- Goal
Collect every line of the listing below that contains the word "frame", and copy each one out in full.

- The records
⁂

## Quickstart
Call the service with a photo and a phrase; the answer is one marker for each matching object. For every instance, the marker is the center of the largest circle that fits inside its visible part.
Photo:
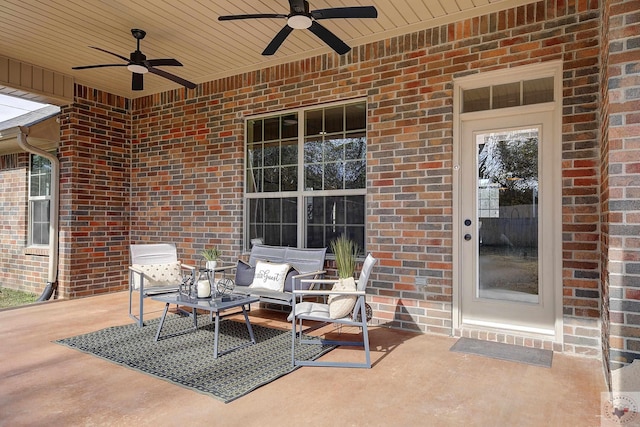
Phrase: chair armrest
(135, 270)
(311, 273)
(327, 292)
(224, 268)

⁂

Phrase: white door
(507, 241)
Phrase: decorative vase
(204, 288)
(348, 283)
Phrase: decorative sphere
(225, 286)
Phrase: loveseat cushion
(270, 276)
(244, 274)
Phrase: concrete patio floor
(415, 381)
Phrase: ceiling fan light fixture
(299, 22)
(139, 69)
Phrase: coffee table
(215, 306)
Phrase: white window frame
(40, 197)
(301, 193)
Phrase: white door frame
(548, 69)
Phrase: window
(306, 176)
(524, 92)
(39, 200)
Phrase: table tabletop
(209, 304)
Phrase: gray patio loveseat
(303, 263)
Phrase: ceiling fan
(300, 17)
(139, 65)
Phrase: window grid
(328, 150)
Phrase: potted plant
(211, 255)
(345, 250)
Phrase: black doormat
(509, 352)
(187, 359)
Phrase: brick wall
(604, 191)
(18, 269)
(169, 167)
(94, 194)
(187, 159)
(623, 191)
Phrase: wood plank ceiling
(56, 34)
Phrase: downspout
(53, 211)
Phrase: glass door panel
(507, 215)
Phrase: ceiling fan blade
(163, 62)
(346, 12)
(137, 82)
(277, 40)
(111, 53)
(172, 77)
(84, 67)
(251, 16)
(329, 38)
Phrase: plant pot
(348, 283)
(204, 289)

⁂

- Solution
Phrase: white window frame
Phrase: white door frame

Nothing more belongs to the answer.